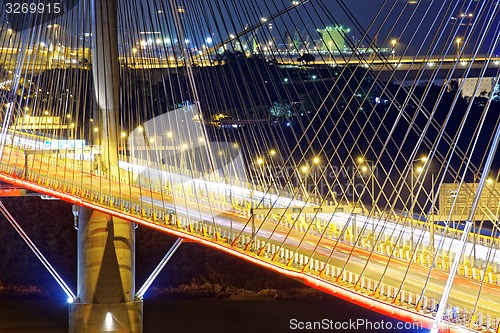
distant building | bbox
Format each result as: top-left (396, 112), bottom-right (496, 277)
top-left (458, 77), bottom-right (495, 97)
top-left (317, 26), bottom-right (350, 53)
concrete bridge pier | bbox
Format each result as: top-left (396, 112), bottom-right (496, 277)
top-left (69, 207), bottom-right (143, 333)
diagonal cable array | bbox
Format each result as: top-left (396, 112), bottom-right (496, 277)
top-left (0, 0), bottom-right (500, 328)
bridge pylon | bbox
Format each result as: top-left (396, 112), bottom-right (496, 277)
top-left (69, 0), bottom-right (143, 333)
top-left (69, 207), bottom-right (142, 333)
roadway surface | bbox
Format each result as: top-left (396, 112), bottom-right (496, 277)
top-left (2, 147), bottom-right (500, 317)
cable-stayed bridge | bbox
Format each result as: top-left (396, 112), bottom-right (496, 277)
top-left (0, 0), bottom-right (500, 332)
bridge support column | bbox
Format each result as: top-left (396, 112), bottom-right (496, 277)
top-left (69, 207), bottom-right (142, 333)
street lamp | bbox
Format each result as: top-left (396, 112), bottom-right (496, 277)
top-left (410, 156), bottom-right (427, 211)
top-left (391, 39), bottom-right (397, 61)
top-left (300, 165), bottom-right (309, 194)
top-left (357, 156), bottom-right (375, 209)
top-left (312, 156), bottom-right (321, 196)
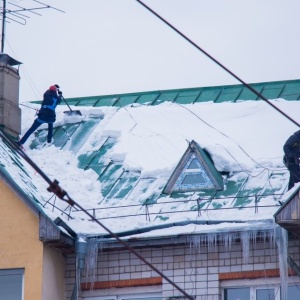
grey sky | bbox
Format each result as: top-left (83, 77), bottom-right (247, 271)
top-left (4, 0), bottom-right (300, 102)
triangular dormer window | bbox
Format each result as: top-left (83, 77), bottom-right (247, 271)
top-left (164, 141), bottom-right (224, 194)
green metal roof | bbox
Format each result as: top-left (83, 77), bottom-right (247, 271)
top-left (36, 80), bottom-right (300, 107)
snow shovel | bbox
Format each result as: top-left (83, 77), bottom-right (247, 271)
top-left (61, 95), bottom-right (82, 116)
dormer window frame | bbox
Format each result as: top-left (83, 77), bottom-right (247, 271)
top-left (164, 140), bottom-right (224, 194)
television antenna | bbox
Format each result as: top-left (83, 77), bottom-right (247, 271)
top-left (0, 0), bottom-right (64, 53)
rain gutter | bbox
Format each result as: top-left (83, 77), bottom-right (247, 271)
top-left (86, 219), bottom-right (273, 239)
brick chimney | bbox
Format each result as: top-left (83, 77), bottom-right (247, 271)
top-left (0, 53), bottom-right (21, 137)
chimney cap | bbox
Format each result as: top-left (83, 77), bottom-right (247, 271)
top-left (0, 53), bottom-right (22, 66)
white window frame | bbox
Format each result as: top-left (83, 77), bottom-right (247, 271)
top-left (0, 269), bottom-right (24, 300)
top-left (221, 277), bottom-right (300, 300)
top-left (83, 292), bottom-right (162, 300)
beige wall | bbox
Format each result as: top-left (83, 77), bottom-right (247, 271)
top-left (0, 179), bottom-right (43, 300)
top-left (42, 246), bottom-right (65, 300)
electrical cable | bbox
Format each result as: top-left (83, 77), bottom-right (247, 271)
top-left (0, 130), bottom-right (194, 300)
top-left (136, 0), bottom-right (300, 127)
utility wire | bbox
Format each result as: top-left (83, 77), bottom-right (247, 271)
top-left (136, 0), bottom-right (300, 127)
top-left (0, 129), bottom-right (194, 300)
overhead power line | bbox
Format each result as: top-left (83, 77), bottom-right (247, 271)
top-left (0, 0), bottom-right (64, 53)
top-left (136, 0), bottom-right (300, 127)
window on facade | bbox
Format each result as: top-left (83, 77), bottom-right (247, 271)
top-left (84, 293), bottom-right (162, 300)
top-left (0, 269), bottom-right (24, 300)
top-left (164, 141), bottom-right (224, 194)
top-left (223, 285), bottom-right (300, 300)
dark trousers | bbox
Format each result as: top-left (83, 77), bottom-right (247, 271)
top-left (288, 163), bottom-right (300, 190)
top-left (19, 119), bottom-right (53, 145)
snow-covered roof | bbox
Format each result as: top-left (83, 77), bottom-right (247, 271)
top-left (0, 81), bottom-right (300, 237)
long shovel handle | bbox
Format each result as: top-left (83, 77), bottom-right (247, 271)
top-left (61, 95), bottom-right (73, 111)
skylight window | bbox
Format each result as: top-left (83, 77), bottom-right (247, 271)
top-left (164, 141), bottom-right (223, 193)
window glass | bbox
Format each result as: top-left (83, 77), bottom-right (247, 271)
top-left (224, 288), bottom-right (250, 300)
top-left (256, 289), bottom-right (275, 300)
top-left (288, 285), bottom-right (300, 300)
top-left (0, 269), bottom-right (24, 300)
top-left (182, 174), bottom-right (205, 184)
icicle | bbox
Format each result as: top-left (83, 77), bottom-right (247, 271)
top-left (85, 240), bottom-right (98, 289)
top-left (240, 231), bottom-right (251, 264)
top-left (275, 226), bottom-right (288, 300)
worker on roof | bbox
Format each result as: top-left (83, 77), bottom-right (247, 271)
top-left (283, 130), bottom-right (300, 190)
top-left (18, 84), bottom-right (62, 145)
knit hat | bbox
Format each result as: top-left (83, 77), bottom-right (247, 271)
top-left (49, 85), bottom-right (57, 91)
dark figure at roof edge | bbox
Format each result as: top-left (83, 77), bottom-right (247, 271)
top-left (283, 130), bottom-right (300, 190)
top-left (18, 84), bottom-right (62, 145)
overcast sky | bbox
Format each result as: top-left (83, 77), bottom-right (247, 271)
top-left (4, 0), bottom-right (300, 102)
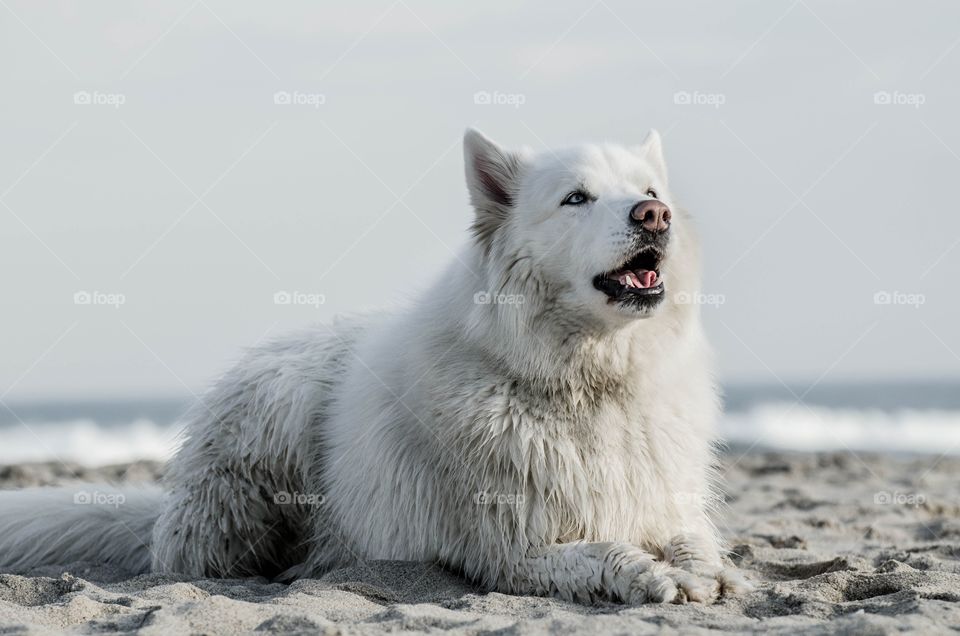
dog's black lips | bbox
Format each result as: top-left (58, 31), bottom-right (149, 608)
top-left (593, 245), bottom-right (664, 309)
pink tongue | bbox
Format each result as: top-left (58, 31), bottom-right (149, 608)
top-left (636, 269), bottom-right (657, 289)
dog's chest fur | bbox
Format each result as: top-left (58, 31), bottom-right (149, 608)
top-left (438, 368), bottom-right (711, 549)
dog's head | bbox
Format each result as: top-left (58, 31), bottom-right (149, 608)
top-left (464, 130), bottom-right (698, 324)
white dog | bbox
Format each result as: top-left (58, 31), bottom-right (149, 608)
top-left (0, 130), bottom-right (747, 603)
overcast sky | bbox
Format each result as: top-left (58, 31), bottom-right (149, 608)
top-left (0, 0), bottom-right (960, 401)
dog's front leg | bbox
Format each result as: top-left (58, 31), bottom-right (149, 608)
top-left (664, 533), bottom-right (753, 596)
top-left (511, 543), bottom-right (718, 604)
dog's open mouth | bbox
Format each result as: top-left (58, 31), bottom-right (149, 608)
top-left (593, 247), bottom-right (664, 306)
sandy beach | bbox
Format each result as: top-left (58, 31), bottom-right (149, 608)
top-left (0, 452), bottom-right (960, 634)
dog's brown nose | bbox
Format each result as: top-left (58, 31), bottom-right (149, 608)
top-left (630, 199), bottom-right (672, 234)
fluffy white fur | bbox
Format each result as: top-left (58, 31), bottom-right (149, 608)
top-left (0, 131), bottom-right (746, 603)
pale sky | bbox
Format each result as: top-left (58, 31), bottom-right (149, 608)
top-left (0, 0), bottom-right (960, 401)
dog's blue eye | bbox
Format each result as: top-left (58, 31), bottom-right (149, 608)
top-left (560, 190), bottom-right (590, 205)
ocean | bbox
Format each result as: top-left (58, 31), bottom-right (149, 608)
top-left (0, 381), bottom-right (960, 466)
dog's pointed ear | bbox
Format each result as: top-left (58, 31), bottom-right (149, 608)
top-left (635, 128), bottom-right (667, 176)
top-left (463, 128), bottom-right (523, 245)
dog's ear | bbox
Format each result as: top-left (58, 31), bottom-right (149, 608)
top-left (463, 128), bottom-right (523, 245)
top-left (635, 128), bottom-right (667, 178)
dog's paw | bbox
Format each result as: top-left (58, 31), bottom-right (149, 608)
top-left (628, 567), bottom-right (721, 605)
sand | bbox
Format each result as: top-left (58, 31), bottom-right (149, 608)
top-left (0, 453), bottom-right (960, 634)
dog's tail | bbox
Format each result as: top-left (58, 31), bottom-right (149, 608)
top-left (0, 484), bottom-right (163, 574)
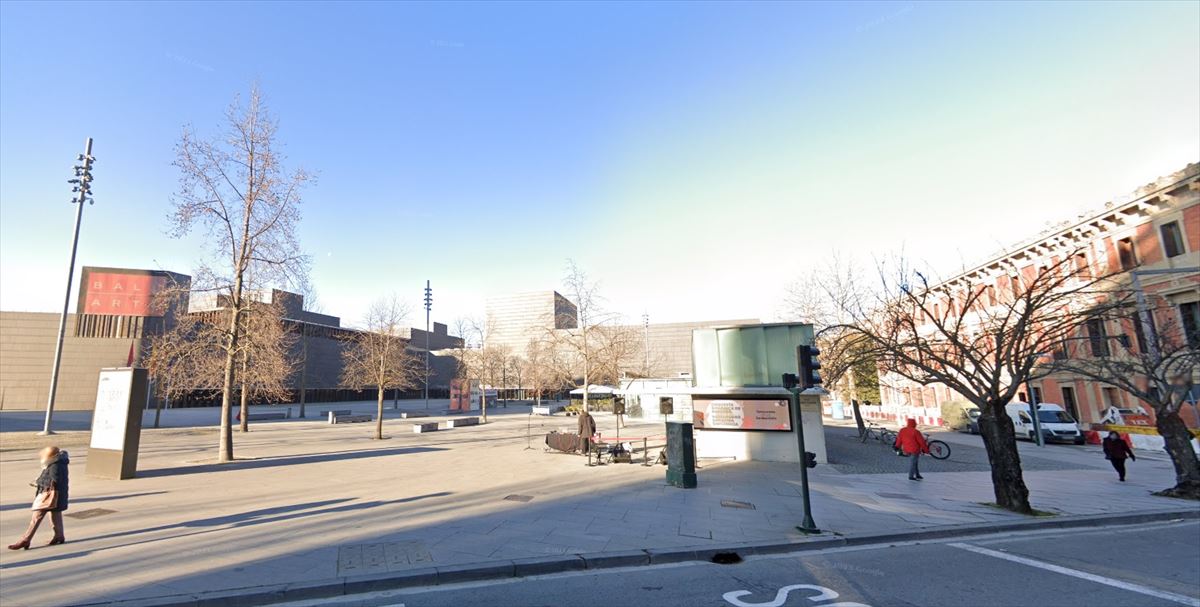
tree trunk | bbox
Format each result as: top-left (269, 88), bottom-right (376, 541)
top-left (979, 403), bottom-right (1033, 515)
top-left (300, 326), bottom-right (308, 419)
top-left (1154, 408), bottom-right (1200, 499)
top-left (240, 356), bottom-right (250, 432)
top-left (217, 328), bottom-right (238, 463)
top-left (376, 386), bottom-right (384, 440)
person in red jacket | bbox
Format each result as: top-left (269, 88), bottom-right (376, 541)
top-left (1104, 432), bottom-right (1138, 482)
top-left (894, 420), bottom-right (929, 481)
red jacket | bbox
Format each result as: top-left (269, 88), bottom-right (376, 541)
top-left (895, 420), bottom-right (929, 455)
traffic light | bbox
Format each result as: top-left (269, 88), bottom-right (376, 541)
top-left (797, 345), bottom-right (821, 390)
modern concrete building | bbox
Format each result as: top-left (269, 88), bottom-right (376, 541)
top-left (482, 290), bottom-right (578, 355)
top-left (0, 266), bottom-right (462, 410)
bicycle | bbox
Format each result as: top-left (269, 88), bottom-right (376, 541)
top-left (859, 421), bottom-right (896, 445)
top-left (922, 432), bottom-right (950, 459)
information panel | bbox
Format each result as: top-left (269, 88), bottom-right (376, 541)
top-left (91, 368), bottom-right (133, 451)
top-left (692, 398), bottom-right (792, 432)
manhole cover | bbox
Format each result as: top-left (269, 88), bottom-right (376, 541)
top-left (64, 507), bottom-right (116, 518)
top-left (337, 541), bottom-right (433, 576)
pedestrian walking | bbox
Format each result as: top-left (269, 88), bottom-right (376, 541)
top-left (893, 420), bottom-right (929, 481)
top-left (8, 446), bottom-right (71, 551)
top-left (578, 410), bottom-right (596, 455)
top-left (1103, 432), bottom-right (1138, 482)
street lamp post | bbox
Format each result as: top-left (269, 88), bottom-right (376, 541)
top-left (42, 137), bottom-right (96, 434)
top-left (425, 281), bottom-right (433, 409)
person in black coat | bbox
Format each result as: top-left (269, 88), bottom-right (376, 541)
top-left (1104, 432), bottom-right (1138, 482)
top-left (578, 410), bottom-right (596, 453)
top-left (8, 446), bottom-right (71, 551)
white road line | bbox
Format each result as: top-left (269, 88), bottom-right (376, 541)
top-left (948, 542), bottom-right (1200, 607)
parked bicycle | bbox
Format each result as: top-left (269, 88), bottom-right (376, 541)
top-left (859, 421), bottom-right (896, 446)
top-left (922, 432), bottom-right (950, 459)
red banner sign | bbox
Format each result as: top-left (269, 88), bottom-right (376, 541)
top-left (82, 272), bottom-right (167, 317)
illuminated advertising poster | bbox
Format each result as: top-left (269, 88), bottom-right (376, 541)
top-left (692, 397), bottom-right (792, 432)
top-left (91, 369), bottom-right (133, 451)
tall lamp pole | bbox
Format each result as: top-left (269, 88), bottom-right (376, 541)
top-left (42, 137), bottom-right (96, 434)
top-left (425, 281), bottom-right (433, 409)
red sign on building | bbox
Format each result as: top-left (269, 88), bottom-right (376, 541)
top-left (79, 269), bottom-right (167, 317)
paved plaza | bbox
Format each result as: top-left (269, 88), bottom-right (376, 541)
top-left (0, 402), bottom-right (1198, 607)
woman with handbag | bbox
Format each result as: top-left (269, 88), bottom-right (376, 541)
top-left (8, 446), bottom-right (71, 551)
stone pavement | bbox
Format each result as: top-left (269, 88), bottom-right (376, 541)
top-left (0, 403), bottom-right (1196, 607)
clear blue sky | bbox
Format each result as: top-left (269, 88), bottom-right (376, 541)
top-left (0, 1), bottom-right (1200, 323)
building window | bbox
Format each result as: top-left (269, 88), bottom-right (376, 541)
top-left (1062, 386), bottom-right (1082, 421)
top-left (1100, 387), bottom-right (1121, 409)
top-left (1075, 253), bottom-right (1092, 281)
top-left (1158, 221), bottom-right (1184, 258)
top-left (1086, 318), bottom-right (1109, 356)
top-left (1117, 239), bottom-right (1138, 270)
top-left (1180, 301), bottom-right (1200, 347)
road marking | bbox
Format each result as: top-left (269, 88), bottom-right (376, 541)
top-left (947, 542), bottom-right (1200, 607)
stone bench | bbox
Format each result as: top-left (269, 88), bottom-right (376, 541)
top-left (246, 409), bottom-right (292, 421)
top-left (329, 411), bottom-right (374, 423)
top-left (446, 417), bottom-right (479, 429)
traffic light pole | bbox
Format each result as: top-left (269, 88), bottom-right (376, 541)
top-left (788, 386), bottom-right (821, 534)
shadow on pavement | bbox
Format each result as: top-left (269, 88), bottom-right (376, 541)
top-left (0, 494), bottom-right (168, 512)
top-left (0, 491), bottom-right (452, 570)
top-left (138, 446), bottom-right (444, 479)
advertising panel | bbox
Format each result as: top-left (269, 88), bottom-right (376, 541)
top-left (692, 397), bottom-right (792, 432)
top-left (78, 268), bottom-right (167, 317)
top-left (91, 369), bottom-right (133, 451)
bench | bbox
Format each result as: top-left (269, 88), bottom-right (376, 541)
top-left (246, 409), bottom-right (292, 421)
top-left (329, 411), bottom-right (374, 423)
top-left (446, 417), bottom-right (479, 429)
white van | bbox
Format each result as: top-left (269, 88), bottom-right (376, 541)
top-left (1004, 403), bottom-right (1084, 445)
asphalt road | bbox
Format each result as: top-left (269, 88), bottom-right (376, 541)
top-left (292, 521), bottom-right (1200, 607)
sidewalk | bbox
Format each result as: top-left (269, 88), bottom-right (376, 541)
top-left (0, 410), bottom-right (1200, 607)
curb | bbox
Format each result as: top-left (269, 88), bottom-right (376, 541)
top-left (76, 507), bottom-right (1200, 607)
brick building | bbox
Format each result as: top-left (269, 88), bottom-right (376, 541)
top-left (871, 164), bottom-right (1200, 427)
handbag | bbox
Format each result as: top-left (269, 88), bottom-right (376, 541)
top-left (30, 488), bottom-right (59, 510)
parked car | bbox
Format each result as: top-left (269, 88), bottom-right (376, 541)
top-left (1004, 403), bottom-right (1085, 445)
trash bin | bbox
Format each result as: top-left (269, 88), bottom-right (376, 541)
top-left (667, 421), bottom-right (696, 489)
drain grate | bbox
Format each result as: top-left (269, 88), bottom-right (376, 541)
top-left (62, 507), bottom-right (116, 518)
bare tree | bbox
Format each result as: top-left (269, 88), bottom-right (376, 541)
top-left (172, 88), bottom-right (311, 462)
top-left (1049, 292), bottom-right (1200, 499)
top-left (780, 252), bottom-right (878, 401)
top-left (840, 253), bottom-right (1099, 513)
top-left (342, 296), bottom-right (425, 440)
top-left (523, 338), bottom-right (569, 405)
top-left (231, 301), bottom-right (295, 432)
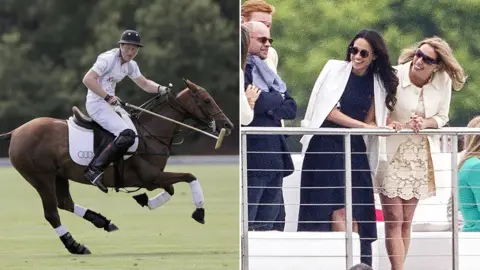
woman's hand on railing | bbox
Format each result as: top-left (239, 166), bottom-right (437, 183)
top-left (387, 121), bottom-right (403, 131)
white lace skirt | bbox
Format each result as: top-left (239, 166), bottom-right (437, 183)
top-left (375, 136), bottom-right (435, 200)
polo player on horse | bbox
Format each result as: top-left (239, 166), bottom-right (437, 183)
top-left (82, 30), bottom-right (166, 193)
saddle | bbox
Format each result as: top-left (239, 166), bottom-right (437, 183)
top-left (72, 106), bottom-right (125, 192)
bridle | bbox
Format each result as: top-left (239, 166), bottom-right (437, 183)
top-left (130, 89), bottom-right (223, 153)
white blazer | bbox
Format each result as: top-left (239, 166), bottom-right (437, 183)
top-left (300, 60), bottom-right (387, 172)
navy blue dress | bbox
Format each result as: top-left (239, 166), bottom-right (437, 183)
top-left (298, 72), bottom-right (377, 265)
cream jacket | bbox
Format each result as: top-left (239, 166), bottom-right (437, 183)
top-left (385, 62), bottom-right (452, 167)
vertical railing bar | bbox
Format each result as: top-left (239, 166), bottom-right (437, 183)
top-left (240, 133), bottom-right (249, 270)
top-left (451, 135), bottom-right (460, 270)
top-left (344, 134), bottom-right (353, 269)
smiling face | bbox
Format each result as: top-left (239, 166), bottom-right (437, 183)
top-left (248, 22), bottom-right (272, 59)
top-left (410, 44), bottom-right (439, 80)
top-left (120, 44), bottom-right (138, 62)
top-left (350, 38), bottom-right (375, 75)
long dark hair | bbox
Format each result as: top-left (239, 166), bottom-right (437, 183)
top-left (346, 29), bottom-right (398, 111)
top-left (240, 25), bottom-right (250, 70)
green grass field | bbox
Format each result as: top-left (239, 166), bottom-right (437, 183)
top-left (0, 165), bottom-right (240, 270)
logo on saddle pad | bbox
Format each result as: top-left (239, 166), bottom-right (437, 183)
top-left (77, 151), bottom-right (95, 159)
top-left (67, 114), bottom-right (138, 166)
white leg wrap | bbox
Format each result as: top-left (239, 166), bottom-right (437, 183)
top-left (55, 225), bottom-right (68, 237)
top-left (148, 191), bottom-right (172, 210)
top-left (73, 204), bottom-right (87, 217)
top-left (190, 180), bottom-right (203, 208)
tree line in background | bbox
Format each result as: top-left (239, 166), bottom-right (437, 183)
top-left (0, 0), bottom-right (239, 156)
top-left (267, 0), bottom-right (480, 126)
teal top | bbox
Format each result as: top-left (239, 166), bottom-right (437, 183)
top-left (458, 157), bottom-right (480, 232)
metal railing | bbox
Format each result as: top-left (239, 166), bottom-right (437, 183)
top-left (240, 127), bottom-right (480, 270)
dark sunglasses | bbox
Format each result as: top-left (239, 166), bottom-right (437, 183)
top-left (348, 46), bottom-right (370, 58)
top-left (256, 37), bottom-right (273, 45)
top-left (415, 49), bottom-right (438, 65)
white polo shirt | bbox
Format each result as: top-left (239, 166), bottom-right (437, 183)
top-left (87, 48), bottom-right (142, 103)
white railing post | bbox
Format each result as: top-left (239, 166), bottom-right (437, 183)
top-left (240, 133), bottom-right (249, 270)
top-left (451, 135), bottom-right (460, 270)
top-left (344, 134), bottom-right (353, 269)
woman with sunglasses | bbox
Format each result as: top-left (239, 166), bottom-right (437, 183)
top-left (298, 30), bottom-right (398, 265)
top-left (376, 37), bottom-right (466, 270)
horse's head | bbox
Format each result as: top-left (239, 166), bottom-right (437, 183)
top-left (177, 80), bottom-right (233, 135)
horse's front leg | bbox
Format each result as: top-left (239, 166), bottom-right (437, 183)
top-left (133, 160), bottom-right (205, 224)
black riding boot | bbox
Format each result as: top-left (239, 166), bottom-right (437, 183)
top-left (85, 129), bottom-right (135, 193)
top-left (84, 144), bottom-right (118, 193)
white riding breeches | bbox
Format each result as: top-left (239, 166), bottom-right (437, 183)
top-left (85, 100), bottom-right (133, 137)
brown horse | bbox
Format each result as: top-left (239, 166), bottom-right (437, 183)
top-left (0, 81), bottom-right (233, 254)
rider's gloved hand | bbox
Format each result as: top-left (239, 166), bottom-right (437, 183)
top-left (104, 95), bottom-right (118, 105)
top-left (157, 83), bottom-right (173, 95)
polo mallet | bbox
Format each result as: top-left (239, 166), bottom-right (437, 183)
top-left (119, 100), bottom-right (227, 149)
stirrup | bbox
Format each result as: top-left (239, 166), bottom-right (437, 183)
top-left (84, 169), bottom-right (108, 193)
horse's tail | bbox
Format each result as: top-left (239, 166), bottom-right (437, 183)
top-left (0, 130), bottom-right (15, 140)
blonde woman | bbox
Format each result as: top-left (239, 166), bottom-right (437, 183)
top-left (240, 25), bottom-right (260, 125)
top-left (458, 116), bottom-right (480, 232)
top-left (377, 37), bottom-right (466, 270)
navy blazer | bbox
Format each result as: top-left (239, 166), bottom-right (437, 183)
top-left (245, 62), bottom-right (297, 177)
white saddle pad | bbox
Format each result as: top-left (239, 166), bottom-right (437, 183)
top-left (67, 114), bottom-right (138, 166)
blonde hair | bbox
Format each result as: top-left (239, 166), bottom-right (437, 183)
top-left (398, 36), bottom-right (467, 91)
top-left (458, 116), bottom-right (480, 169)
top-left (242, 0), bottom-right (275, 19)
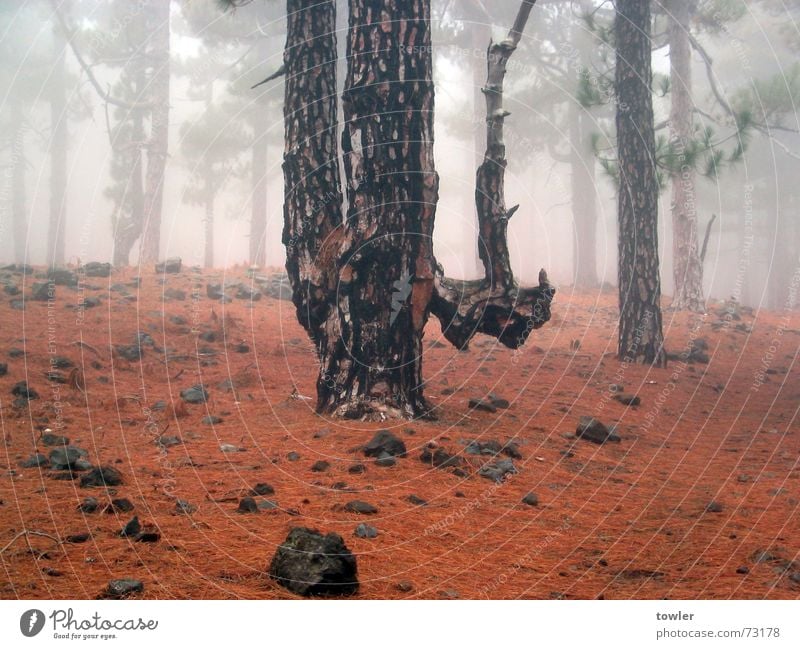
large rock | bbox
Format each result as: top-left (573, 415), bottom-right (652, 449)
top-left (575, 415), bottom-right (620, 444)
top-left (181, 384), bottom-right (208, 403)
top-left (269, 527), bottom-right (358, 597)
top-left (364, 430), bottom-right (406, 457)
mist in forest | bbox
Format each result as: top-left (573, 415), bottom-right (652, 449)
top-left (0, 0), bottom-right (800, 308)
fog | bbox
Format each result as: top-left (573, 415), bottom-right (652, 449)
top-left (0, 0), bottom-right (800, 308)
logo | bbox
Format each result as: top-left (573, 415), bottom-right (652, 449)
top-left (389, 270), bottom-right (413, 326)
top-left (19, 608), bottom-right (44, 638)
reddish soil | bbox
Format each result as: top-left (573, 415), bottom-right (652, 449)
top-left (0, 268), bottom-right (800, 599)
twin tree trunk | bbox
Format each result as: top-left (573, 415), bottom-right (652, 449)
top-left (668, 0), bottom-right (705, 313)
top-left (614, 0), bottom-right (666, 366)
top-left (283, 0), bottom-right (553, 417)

STATED EXERCISE :: Rewrite the material from the line containing "skylight window | bbox" through the line containing "top-left (164, 141), bottom-right (223, 193)", both included, copying each request line unchanged and scaling every bounding-box coordinate in the answers by 0.9, rounded to the nearest whole number with halves rounded up. Leave the coordinates in the format samples as they are.

RESPONSE FOR THIS EXERCISE ::
skylight window | bbox
Format each result as: top-left (83, 77), bottom-right (247, 271)
top-left (148, 127), bottom-right (201, 174)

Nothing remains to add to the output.